» **Records shown**:
=== Begin Enclosure ===
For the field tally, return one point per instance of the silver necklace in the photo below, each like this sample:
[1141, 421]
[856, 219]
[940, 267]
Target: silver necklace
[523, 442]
=== End Enclosure ===
Your answer should be the data above, retyped in full and unaltered.

» **Result of the exercise**:
For the field tally, return one point per instance of the silver necklace in the photo below, each like this sample:
[1141, 421]
[856, 219]
[940, 267]
Target: silver necklace
[523, 442]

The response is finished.